Given instruction -> In the listing below, change every "even-odd rule" to "nonzero winding rule". Leave everything else unchanged.
━━━━━━━━━━
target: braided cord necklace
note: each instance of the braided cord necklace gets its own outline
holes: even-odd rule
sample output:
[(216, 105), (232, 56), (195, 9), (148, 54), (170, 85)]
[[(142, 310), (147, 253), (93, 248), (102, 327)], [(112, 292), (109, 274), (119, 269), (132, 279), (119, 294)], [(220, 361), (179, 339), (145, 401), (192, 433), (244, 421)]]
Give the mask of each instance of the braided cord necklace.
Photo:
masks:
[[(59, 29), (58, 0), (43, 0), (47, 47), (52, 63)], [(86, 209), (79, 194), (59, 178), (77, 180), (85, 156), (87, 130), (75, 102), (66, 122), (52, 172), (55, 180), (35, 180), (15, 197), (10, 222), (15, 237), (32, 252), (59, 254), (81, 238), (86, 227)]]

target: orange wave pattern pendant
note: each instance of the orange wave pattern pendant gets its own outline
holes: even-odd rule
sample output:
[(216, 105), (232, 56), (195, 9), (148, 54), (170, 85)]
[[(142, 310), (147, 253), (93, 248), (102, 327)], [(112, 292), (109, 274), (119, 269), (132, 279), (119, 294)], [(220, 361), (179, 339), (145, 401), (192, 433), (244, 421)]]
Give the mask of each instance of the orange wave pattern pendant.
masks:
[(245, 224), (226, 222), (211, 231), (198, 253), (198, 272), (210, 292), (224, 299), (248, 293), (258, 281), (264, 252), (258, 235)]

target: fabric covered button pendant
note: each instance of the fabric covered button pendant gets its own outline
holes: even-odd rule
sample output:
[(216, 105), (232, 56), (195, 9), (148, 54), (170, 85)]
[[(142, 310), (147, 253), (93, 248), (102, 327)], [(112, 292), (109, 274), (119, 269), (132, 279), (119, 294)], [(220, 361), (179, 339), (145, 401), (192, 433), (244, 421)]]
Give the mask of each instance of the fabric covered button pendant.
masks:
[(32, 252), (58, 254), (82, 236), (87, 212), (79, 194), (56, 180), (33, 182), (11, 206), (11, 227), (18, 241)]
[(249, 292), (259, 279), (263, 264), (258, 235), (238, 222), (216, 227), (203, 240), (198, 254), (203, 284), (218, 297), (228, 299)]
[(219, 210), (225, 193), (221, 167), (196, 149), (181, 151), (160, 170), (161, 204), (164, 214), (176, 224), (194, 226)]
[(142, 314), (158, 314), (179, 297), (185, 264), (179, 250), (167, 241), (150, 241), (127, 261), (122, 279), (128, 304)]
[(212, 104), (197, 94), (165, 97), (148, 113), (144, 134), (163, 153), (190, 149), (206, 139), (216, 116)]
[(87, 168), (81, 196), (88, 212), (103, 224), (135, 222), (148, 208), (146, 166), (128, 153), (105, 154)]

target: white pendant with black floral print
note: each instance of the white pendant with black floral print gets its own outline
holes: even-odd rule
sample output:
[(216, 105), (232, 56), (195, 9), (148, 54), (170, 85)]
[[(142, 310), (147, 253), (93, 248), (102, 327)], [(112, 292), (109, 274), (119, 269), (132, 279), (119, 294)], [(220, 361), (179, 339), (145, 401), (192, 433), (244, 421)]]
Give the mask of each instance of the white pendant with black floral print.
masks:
━━━━━━━━━━
Full answer ->
target: braided cord necklace
note: each instance of the braided cord necklace gets its own outline
holes: nonzero winding rule
sample output:
[(216, 105), (232, 56), (195, 9), (148, 54), (170, 85)]
[[(142, 310), (147, 253), (93, 248), (102, 327)], [(112, 292), (109, 274), (119, 269), (132, 279), (119, 294)], [(220, 361), (179, 339), (145, 401), (192, 433), (244, 421)]]
Give the mask of each instance of the braided cord necklace.
Photo:
masks:
[[(59, 29), (58, 0), (43, 0), (47, 47), (52, 63)], [(86, 209), (79, 194), (59, 178), (77, 180), (85, 156), (87, 130), (75, 102), (66, 122), (52, 172), (55, 180), (35, 180), (15, 197), (10, 222), (15, 237), (32, 252), (59, 254), (81, 238), (86, 227)]]

target: orange wave pattern pendant
note: each instance of the orange wave pattern pendant gets its own outline
holes: nonzero winding rule
sample output:
[(216, 105), (232, 56), (195, 9), (148, 54), (170, 85)]
[[(142, 310), (147, 253), (93, 248), (102, 327)], [(112, 292), (109, 274), (119, 269), (132, 279), (119, 294)], [(220, 361), (179, 339), (145, 401), (192, 433), (244, 421)]]
Give the mask of each instance of the orange wave pattern pendant.
masks:
[(245, 224), (226, 222), (211, 231), (198, 253), (198, 272), (210, 292), (224, 299), (248, 293), (258, 281), (264, 252), (258, 235)]

target: fabric covered button pendant
note: each instance of the fabric covered button pendant gets its own outline
holes: nonzero winding rule
sample output:
[(216, 105), (232, 56), (195, 9), (148, 54), (170, 85)]
[[(142, 310), (147, 253), (93, 248), (102, 327)], [(112, 292), (109, 274), (119, 269), (132, 279), (119, 294)], [(220, 361), (179, 339), (145, 401), (192, 433), (244, 421)]]
Give the mask of each instance of the fabric covered button pendant.
masks:
[(32, 252), (58, 254), (82, 236), (87, 212), (79, 194), (56, 180), (33, 182), (11, 206), (11, 227), (18, 241)]
[(249, 292), (259, 279), (263, 264), (258, 235), (238, 222), (216, 227), (203, 240), (198, 254), (203, 284), (218, 297), (228, 299)]
[(219, 210), (225, 193), (221, 167), (196, 149), (181, 151), (160, 170), (161, 204), (164, 214), (176, 224), (194, 226)]
[(142, 314), (158, 314), (179, 297), (185, 264), (179, 250), (167, 241), (150, 241), (127, 261), (122, 279), (128, 304)]
[(212, 104), (197, 94), (165, 97), (148, 113), (144, 134), (163, 153), (190, 149), (206, 139), (216, 116)]
[(87, 168), (81, 196), (88, 212), (103, 224), (135, 222), (148, 208), (146, 166), (128, 153), (105, 154)]

target: white pendant with black floral print
note: each instance of the white pendant with black floral print gets its own outline
holes: nonzero winding rule
sample output:
[(216, 105), (232, 56), (195, 9), (148, 54), (170, 85)]
[[(142, 310), (147, 253), (93, 248), (102, 327)], [(112, 292), (109, 274), (119, 269), (132, 279), (119, 294)], [(220, 361), (179, 339), (145, 401), (192, 433), (244, 421)]]
Give the mask of each instance of the white pendant with black floral print.
masks:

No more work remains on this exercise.